- **ACTIVITIES**
1. According to the article on Community Medical Center's acquisition talks, how many acute-care beds does Community have?
2. Pick up the article about Community Medical Center's acquisition talks after its final sentence and keep writing it.
*** Opening PROVIDED TEXT ***
The Montana Nurses Association, which represents employees at Community, St. Pat’s and Billings Clinic, said Carlson notified staff of “acquisition discussions” but its members have not been informed of any specific partner possibilities nor been asked to weigh in on the process.
“The Montana Nurses Association will continue to focus on representation of all registered nurse members who have collective bargaining agreements in place at both facilities,” said Lori Chovanak, referring to St. Pat’s and Community, in an emailed statement. “We will continue to prioritize supporting each nurse in their work environment so that they can provide the quality care necessary to contribute to optimal patient outcomes. Additionally, we will maintain our respectful relationship with both facilities.”
Community Medical Center admits nearly 6,000 patients each year and employs more than 1,100 people with an annual payroll of over $38 million. Its medical staff includes 300 physicians. Community offers the only obstetrical and newborn care in Missoula County, and it’s the only hospital in western Montana that provides pediatric specialty and pediatric intensive care services.
The nonprofit reports total patient revenue at $237 million but it’s one of many facilities across the country struggling to adjust to an evolving health care system. One of the major challenges facing Community involves changes to Medicare and Medicaid, the government’s health insurance programs for seniors and the poor. A proposal in the 2013 Montana Legislature to expand Medicaid failed. As a result of these challenges, Moody’s Investors Service recently downgraded the outlook on Community Medical Center’s bond rating on $24.9 million of outstanding debt to “negative.”
It’s unclear how Community’s partnership with or acquisition by a larger organization would impact staff or patients. Cain Brothers, the firm hired by Community to help it through this process, brokered a deal between two East Coast nonprofit health care entities last month, which brought Adventist Health Care’s Hackettstown Regional Medical Center in northwest New Jersey under the control of Atlantic Health System for $54 million. Hackettstown has 111 acute-care beds. Community, by comparison, has 146.
Among Community’s options, a merger with Providence and St. Patrick Hospital has generated the most discussion. A Catholic institution, St. Pat’s is Missoula’s second largest employer with approximately 1,773 employees, but announced in November its own financial challenges and a restructuring plan to cut $5 million.
*** Closing PROVIDED TEXT ***
*** Opening DATASET EXTRACT ***
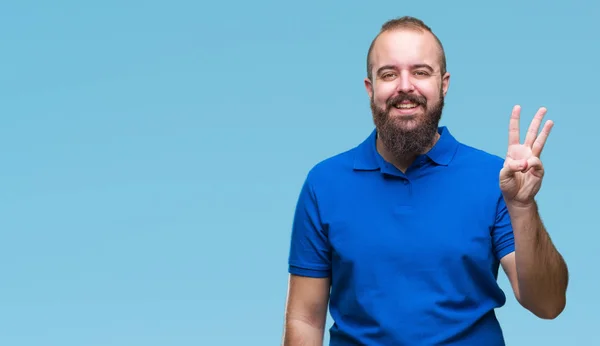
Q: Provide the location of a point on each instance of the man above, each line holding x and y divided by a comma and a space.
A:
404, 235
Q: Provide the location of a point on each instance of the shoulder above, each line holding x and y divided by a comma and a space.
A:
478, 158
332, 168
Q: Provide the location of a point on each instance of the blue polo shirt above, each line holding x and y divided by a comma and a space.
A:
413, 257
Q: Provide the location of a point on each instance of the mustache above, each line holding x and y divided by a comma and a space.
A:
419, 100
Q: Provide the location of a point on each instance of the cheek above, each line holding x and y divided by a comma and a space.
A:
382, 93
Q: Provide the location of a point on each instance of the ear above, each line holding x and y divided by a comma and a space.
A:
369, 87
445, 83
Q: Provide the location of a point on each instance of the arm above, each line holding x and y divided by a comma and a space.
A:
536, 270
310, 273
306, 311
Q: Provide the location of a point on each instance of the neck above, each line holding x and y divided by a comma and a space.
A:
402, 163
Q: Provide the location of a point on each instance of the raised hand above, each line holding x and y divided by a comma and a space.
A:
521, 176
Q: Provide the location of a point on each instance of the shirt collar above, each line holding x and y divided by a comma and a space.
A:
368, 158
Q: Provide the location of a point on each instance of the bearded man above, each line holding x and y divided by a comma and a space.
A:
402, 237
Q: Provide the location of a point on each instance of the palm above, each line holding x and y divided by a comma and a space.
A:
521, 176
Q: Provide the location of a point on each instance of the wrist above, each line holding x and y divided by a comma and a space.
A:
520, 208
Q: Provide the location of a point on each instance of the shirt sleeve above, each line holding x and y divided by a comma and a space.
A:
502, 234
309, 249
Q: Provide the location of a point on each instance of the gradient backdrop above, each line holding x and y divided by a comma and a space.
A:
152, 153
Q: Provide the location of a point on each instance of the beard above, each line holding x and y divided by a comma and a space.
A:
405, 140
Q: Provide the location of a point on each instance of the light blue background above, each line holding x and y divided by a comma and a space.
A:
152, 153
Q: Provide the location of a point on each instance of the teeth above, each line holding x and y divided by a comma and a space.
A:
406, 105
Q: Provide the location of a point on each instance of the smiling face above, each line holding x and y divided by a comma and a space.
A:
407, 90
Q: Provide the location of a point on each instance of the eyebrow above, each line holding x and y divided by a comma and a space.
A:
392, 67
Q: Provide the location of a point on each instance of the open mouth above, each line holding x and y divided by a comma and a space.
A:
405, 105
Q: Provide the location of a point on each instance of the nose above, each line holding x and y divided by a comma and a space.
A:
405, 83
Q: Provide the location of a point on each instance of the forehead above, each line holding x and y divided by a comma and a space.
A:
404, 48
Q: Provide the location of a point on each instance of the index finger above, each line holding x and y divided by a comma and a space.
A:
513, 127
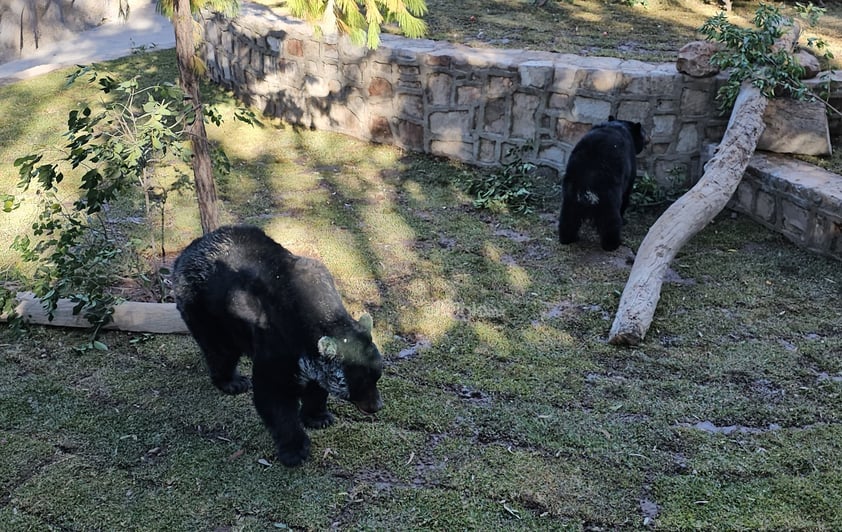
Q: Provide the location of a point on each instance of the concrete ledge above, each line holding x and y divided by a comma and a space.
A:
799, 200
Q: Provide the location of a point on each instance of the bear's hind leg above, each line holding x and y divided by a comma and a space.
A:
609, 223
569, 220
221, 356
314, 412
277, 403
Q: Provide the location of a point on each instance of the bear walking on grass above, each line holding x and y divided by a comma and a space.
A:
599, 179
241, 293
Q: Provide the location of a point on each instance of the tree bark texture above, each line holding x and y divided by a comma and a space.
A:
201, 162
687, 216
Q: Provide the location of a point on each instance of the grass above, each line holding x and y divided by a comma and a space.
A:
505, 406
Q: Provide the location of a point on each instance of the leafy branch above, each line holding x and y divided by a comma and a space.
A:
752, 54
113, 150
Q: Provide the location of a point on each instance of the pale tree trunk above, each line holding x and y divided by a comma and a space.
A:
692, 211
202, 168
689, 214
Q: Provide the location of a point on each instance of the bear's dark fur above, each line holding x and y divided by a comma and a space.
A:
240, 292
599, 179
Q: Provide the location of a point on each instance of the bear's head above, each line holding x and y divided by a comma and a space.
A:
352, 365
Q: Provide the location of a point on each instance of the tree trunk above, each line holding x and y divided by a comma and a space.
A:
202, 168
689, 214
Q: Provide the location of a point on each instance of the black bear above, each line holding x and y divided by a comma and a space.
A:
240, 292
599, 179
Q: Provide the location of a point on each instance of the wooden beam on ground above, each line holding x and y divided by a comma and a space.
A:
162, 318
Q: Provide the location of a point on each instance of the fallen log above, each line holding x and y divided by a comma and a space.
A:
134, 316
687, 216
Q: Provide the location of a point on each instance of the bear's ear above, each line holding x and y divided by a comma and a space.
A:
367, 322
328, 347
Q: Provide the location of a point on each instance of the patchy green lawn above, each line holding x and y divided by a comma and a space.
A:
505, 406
*** Closing DATASET EXTRACT ***
- **ANSWERS FOR THIS EXERCISE**
1. 146

2.
“There’s an argument to be made for combining resources, sure, but there are also a lot of questions about what it means to basically eliminate competition and patient choice,” said another local physician with privileges at both hospitals.
Calls and emails to St. Pat’s requesting comment were not returned.
Billings Clinic, also a nonprofit, includes three branch clinics as well as five primary or specialty-care clinics in Montana and Wyoming. Community partnered with Billings Clinic on its OBGYN oncology program beginning in 2009, and more recently collaborated on its electronic health records system.
“Billings Clinic has several relationships with Community Medical Center,” said Jim Duncan, president of the Billings Clinic Foundation & Community Relations. He referred any questions about Community’s search for a partner and Billings Clinic’s role in that process to the Missoula hospital.
With no additional information coming from Community, local leaders are concerned with how such a significant decision will ultimately impact staff, patients and the city’s overall level of health care.
“You know, honestly, I don’t know much about it. Apparently there is not much transparency if I don’t know anything about it,” said Missoula City Councilman Jon Wilkins, who chairs the Public Safety and Health Committee. “I think people should know about what is going on, and they should be allowed to put their input in if it affects their life … I run the Public Safety Committee and I have heard not one word on any of this. I would like to know how this affects the people that live in Missoula.”